▶ **Given task**: Rewrite the entries below, swapping "Drop a single marker" for "Place one point" everywhere it occurs and leaving everything else untouched.

== Data supplied ==

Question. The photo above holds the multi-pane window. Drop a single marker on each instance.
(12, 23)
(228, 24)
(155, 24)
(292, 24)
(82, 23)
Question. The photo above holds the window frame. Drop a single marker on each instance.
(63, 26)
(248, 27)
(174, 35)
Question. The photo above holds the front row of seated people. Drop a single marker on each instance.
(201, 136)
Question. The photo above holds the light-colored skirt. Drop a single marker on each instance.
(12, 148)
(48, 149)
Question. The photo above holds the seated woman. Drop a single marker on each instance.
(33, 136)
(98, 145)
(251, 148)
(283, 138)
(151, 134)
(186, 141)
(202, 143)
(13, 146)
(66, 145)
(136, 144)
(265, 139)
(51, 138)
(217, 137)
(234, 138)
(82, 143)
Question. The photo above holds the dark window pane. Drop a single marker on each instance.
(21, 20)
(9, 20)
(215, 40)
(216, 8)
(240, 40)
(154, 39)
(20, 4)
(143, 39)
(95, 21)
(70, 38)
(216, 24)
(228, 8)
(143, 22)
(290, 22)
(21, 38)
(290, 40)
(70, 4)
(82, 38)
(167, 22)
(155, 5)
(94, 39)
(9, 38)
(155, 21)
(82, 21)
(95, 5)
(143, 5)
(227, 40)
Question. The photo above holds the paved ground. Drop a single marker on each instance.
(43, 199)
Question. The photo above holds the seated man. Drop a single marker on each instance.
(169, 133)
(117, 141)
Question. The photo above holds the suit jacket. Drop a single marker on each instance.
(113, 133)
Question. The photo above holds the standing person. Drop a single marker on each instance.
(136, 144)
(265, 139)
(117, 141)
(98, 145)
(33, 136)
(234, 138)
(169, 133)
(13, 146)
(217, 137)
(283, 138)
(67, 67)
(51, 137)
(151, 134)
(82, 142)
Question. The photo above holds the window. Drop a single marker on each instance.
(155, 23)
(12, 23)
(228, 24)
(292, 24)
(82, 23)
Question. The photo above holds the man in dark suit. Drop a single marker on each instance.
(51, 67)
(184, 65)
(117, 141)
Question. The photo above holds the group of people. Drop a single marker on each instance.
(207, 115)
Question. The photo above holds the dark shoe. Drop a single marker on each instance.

===

▶ **Answer to this exercise**:
Question. The photo above holds the multi-pane window. Place one point on each instance.
(12, 23)
(228, 24)
(155, 24)
(292, 24)
(82, 23)
Question. The photo above holds the window frame. Place one point on each instance.
(63, 26)
(248, 27)
(174, 35)
Question. The photo above holds the front row of seated people. Place one point on each instance.
(201, 136)
Question. The photo above holds the light-colored skirt. Place one point on each instance.
(12, 148)
(48, 149)
Question. The photo above holds the seated woman. Place one point on each instance.
(33, 136)
(98, 145)
(251, 148)
(283, 138)
(151, 134)
(186, 141)
(202, 143)
(13, 146)
(66, 145)
(136, 144)
(265, 139)
(51, 138)
(217, 137)
(234, 138)
(82, 143)
Question. The photo above holds the dark window pane. Place one point on each instance.
(21, 20)
(9, 20)
(215, 40)
(216, 8)
(240, 40)
(154, 39)
(20, 4)
(143, 39)
(95, 21)
(70, 38)
(216, 24)
(228, 8)
(143, 22)
(290, 22)
(21, 38)
(290, 40)
(70, 4)
(82, 38)
(167, 22)
(155, 5)
(94, 39)
(9, 38)
(155, 21)
(82, 21)
(95, 5)
(143, 5)
(227, 40)
Question. The photo above holds the paved ground. Place one point on each instance.
(43, 199)
Question. The photo above holds the seated man. Place one point on each instance.
(169, 133)
(117, 141)
Question. The photo above holds the suit jacket. Place one point on each instance.
(113, 133)
Question. The photo above holds the standing person. Place one point on each instance.
(136, 144)
(265, 139)
(117, 141)
(98, 145)
(33, 136)
(234, 138)
(169, 133)
(13, 146)
(217, 137)
(283, 138)
(67, 67)
(51, 137)
(151, 134)
(82, 142)
Question. The photo above holds the window. Place one point on each instance.
(155, 23)
(12, 23)
(228, 24)
(292, 24)
(82, 23)
Question. The photo above holds the man in dark suit. Place one point on each instance.
(51, 67)
(184, 65)
(117, 141)
Question. The photo above holds the group of people. Place one point on each instance.
(207, 115)
Question. The photo above holds the dark shoe. Place one point on each instance.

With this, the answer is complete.